_Exercise brief:_
Copy out each of the following rows word for word, leaving every character unchanged.

_Records for this exercise:_
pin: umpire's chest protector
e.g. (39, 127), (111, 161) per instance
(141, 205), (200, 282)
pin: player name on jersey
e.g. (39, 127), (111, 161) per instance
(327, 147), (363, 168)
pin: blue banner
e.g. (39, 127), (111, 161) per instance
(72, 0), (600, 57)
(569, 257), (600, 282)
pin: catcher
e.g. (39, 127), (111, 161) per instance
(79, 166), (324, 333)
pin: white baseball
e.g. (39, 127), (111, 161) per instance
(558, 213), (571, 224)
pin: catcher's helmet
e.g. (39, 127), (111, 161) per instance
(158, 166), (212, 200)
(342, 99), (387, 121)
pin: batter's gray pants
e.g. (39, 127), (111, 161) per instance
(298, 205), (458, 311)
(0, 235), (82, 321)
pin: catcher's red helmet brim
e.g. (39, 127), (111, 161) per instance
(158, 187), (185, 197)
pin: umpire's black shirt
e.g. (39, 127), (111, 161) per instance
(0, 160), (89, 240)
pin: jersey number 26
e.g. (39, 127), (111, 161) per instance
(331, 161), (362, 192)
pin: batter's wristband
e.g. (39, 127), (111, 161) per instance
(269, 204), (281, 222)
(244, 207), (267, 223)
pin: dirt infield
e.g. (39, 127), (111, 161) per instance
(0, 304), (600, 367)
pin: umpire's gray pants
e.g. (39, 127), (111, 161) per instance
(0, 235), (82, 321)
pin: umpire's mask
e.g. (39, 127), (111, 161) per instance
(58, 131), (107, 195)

_Reply to the task:_
pin: umpire's chest protector
e.g. (39, 127), (111, 161) per instance
(141, 205), (200, 282)
pin: player name on jersey
e.g. (39, 127), (111, 161) per instance
(327, 147), (363, 168)
pin: blue banner
e.g. (39, 127), (111, 161) per instance
(72, 0), (600, 57)
(569, 257), (600, 282)
pin: catcher
e.g. (39, 127), (111, 161) per instance
(79, 166), (324, 333)
pin: white baseball
e.g. (39, 127), (111, 161) per instance
(558, 213), (571, 224)
pin: catcher's helmet
e.g. (39, 127), (111, 161) per instance
(158, 166), (212, 200)
(342, 99), (387, 121)
pin: batter's gray pants
e.g. (39, 127), (111, 161) per instance
(298, 205), (458, 311)
(0, 235), (82, 321)
pin: catcher's red helmet brim
e.g. (39, 127), (111, 161) per instance
(158, 187), (185, 197)
pin: umpire's black shirt
e.g. (39, 127), (111, 161) per instance
(0, 160), (89, 240)
pin: jersey number 26
e.g. (39, 127), (111, 161) per instance
(331, 161), (362, 192)
pin: batter's wristband
e.g. (39, 127), (111, 161) per instance
(269, 204), (281, 222)
(244, 207), (267, 223)
pin: dirt infield
e.g. (39, 127), (111, 161) per instance
(0, 304), (600, 367)
pin: umpire's gray pants
e.g. (39, 127), (111, 161) per instance
(0, 235), (82, 321)
pin: umpire's mask
e.g. (39, 127), (111, 161) per instance
(58, 131), (107, 195)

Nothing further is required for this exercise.